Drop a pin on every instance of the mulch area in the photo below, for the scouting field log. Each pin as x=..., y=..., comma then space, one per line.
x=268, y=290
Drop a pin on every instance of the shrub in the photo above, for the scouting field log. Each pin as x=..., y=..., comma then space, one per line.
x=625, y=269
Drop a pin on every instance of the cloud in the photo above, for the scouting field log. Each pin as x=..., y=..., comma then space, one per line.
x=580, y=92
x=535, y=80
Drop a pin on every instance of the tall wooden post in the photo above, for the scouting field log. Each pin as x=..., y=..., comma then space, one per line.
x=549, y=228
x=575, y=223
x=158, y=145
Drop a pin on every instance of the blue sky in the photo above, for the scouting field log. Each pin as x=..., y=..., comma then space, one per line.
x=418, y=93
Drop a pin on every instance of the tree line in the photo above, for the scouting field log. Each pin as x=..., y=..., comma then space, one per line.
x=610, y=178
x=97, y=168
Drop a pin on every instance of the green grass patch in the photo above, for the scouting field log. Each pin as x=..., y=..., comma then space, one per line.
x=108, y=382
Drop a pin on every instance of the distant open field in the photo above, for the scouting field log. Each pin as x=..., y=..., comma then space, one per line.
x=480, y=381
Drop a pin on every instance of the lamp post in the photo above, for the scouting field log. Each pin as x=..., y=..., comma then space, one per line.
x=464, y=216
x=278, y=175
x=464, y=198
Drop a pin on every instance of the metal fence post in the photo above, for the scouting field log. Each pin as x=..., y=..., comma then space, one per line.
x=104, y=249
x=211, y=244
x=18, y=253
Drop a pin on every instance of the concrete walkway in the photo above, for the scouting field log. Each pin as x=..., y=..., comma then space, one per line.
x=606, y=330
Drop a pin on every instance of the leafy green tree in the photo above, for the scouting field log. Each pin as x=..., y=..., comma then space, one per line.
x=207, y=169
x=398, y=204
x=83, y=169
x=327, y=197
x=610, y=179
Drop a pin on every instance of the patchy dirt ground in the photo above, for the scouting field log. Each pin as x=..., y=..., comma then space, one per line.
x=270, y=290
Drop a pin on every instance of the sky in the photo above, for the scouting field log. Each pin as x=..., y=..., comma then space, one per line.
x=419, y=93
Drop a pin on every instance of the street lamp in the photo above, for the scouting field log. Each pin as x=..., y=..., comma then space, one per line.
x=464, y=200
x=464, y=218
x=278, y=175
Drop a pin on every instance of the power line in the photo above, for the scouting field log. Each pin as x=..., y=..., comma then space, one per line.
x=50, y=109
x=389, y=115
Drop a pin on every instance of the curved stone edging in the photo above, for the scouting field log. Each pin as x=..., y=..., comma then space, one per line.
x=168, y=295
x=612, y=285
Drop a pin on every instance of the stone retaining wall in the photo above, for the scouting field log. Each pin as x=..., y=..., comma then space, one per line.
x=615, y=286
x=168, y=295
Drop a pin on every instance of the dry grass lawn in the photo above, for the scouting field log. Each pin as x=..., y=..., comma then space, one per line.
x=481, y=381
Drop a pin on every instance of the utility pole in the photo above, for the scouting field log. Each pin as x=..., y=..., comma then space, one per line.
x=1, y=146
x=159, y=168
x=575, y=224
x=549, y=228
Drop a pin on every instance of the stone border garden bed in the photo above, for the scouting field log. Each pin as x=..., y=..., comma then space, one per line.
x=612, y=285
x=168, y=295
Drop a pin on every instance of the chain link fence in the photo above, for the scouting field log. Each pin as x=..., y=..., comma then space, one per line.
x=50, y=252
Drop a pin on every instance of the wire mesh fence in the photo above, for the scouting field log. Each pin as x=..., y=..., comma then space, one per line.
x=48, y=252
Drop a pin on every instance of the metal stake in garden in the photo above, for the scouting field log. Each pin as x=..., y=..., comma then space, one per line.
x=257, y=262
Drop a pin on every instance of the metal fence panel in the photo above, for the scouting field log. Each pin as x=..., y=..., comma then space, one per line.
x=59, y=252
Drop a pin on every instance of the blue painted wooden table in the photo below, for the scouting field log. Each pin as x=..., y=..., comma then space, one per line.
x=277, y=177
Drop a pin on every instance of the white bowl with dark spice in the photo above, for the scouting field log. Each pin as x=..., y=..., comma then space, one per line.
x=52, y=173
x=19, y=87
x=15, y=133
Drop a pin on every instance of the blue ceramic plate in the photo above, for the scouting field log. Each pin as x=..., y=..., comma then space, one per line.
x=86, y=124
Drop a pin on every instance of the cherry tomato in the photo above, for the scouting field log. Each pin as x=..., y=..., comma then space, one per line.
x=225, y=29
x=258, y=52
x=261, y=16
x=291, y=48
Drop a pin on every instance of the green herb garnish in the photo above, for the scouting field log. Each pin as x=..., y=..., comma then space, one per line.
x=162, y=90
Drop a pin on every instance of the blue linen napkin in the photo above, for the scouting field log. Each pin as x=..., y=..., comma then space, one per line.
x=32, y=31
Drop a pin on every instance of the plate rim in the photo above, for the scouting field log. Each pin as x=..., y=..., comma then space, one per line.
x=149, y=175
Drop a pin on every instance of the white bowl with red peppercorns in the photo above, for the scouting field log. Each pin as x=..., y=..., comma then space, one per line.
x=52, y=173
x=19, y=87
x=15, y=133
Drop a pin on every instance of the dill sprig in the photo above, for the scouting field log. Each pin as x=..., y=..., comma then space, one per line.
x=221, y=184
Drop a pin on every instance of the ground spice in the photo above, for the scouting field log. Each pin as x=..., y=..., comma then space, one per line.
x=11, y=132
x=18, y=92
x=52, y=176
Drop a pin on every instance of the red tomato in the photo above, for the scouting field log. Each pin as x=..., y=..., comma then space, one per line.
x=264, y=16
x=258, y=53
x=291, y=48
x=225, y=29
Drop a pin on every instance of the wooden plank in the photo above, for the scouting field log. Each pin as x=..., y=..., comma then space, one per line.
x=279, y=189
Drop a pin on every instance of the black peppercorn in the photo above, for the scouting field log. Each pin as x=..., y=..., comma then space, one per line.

# [YOUR OBJECTIVE]
Write the whole listing out again. Keep every line exactly as it is.

# [OUTPUT OF THE TASK]
Drop a pin on every instance of the mulch area in the photo below, for the scouting field log. Each pin as x=..., y=..., comma then space, one per line.
x=268, y=290
Drop a pin on every instance of the shrub in the photo above, for the scouting field log. Each pin as x=..., y=..., comma then space, one per line.
x=625, y=269
Drop a pin on every instance of the cloud in the photo above, for the scouting field log. Each pin as x=..., y=..., comma then space, one per line.
x=580, y=92
x=535, y=80
Drop a pin on every instance of the tall wooden post in the photo above, for the scouting field log. Each pin as x=..., y=..., comma then space, one per line.
x=549, y=228
x=575, y=223
x=158, y=145
Drop a pin on every instance of the blue sky in the photo above, for the scouting field log. Each pin as x=..., y=..., comma then space, one per line.
x=418, y=93
Drop a pin on every instance of the tree line in the photo above, for the scouting field log. Each pin as x=..., y=..., comma then space, one per line.
x=610, y=178
x=97, y=168
Drop a pin on every instance of the green grass patch in the photo above, for the scouting field log. Each pin as x=..., y=..., comma then space, one per line.
x=108, y=382
Drop a pin on every instance of the distant open field in the photo above, for the scouting field log. Each pin as x=..., y=..., comma then space, one per line.
x=480, y=381
Drop a pin on every instance of the lamp post in the photo above, for the scouting field log. Each pin as x=..., y=..., comma then space, one per line.
x=464, y=216
x=278, y=175
x=464, y=198
Drop a pin on every instance of the metal fence post in the photo above, for the scouting field log. Each pin as x=..., y=..., comma then space, one per line.
x=104, y=249
x=211, y=244
x=18, y=253
Drop a pin on every instance of the concrete walkway in the photo above, for the scouting field log. Each pin as x=..., y=..., comma then space, one per line.
x=606, y=330
Drop a pin on every instance of the leafy green tree in the photo above, for the scouting field log. Each pin as x=..., y=..., comma then space, one per line.
x=207, y=169
x=398, y=204
x=83, y=169
x=327, y=197
x=610, y=179
Drop a pin on every instance of the patchy dirt ground in the photo above, for the scouting field log. Each pin as x=..., y=..., comma then space, one per line.
x=270, y=290
Drop a pin on every instance of the sky in the photo above, for the scouting field log. Each pin as x=..., y=..., comma then space, one per line.
x=419, y=93
Drop a pin on every instance of the street lamp in the photo above, for the scouting field log. Each pin as x=..., y=..., comma then space, one per line.
x=464, y=200
x=464, y=218
x=278, y=175
Drop a pin on every instance of the power line in the photo above, for the scouting field log. Each pin as x=..., y=..., comma then space, one per line.
x=50, y=109
x=389, y=115
Drop a pin on every instance of the curved stone edging in the photo above, for the scouting field log. Each pin as x=..., y=..., comma then space, one per line.
x=168, y=295
x=612, y=285
Drop a pin on every instance of the stone retaining wall in the photo above, for the scouting field log. Each pin as x=..., y=..., comma then space, one per line.
x=615, y=286
x=168, y=295
Drop a pin on every instance of the dry grass lawn in the photo above, for the scouting field log. Each pin as x=..., y=..., comma then space, one per line.
x=481, y=381
Drop a pin on every instance of the utility pole in the photo above, for the scouting field log. Each pin as x=..., y=..., comma then space, one per line.
x=1, y=146
x=159, y=168
x=575, y=224
x=549, y=228
Drop a pin on every instance of the stone border garden bed in the photo above, for the scouting field log. Each pin as x=..., y=..., comma then space, one per line.
x=612, y=285
x=168, y=295
Drop a pin on every instance of the chain link fence in the photo above, for the scouting field log. Each pin as x=..., y=..., comma then space, one per line.
x=50, y=252
Drop a pin on every instance of the wire mesh fence in the photo above, for the scouting field log. Each pin as x=..., y=..., comma then space, one per line.
x=48, y=252
Drop a pin on every instance of the metal stake in garden in the photo above, for the scouting field log. Each pin as x=..., y=..., comma then space, one per line.
x=257, y=262
Drop a pin on every instance of the metal fence panel in the photo above, for the scouting field log. Each pin as x=..., y=..., comma then space, one per line.
x=59, y=252
Drop a pin on every instance of the blue painted wooden table in the photo below, for the scouting field log. Each pin as x=..., y=..., comma then space, one per line.
x=277, y=177
Drop a pin on every instance of the white bowl with dark spice in the photo above, for the scouting field log. Each pin as x=..., y=..., comma then space, one per line.
x=52, y=173
x=19, y=87
x=15, y=133
Drop a pin on every instance of the blue ceramic plate in the photo above, for the scouting field log. Each pin as x=..., y=..., comma then space, one per line.
x=86, y=124
Drop a pin on every instance of the cherry tomato in the photo above, for the scouting field log. Each pin as x=..., y=..., comma then space, one per line.
x=225, y=29
x=258, y=52
x=261, y=16
x=291, y=48
Drop a pin on every instance of the green herb garnish in the photo above, for the scouting field log. Each pin as x=..., y=..., comma then space, one per line.
x=162, y=90
Drop a pin on every instance of the blue linen napkin in the photo above, for the scouting field log. Each pin as x=..., y=..., comma then space, one per line.
x=32, y=31
Drop a pin on every instance of the plate rim in the photo above, for the scouting field log. Each pin as x=..., y=..., comma then space, one per line.
x=149, y=175
Drop a pin on every instance of the white bowl with red peppercorns in the photo above, for the scouting field log. Each pin as x=..., y=..., comma then space, one per line.
x=52, y=173
x=19, y=87
x=15, y=133
Drop a pin on every instance of the dill sprig in the photo above, for the scouting field log. Each pin as x=..., y=..., comma then space, one per line.
x=221, y=184
Drop a pin on every instance of the ground spice in the photo above, for the scouting field log. Each pin as x=..., y=..., comma then space, one per line.
x=11, y=132
x=18, y=92
x=52, y=176
Drop a pin on every instance of the red tomato in the photo above, for the scouting field log. Each pin as x=..., y=..., comma then space, one per line.
x=264, y=16
x=258, y=53
x=291, y=48
x=225, y=29
Drop a pin on every instance of the wooden plank in the photo above, for the scouting field log. Each pin as x=..., y=..., comma then space, one per line.
x=279, y=189
Drop a pin on every instance of the black peppercorn in the photo above, for the scouting field log. Each pin as x=..., y=..., comma then space, one per line.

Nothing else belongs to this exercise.